■ Bereitgestellter Auszug
▼▼▼

Prometheus und Grafana bilden den De-facto-Standard für modernes, Cloud-natives Monitoring. Prometheus sammelt Metriken, Grafana visualisiert sie in ansprechenden Dashboards.

Architektur

Komponenten

Prometheus       - Zeitserien-Datenbank und Scraping
Grafana          - Visualisierung und Dashboards
Exporters        - Metrik-Exposition
Alertmanager     - Alert-Routing und Benachrichtigung
Pushgateway      - Für kurzlebige Jobs

Datenfluss

Targets (Exporter) ← Scrape ← Prometheus → Alertmanager → Notifications
                                  ↓
                              Grafana

Prometheus Installation

Binary-Installation

# Benutzer erstellen
useradd --no-create-home --shell /bin/false prometheus

# Verzeichnisse
mkdir -p /etc/prometheus /var/lib/prometheus
chown prometheus:prometheus /etc/prometheus /var/lib/prometheus

# Download
cd /tmp
wget https://github.com/prometheus/prometheus/releases/download/v2.49.1/prometheus-2.49.1.linux-amd64.tar.gz
tar xzf prometheus-2.49.1.linux-amd64.tar.gz
cd prometheus-2.49.1.linux-amd64

# Installieren
cp prometheus promtool /usr/local/bin/
cp -r consoles console_libraries /etc/prometheus/
chown -R prometheus:prometheus /etc/prometheus

Docker-Installation

docker run -d \
  --name prometheus \
  -p 9090:9090 \
  -v /etc/prometheus:/etc/prometheus \
  -v prometheus-data:/prometheus \
  prom/prometheus

Konfiguration

# /etc/prometheus/prometheus.yml

global:
  scrape_interval: 15s
  evaluation_interval: 15s

alerting:
  alertmanagers:
    - static_configs:
        - targets:
          - localhost:9093

rule_files:
  - "alerts/*.yml"

▲▲▲

■ Bereitgestellte Datensätze
▼▼▼

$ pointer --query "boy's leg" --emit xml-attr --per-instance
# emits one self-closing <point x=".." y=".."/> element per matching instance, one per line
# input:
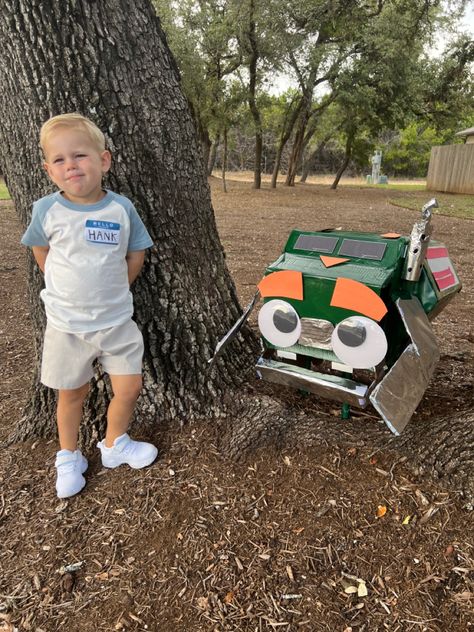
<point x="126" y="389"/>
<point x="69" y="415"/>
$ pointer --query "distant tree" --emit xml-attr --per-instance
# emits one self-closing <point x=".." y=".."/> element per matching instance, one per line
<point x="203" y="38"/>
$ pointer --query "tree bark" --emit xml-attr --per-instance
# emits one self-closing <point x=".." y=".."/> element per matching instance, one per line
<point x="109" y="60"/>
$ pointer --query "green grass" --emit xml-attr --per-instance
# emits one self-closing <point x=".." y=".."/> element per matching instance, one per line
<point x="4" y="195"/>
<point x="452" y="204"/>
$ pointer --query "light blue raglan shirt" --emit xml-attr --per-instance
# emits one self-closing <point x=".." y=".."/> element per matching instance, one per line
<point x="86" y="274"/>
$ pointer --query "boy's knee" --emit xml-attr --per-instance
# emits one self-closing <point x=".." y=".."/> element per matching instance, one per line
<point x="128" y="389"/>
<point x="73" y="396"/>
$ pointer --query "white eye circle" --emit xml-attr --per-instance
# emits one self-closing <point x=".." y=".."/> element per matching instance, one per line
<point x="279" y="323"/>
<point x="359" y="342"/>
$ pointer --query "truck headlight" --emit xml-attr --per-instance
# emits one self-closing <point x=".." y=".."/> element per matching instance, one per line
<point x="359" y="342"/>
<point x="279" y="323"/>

▲▲▲

■ Aufgabenstellung 1
Welche Adresse ist im Auszug über Prometheus und Grafana in der Konfiguration als Ziel für den Alertmanager eingetragen?
■ Aufgabenstellung 2
Welche Komponenten führt der Auszug über Prometheus und Grafana unter der Überschrift „Komponenten“ auf? Nenne alle.

■ Erwartete Antwort 1
localhost:9093

■ Erwartete Antwort 2
- Prometheus
- Grafana
- Exporters
- Alertmanager
- Pushgateway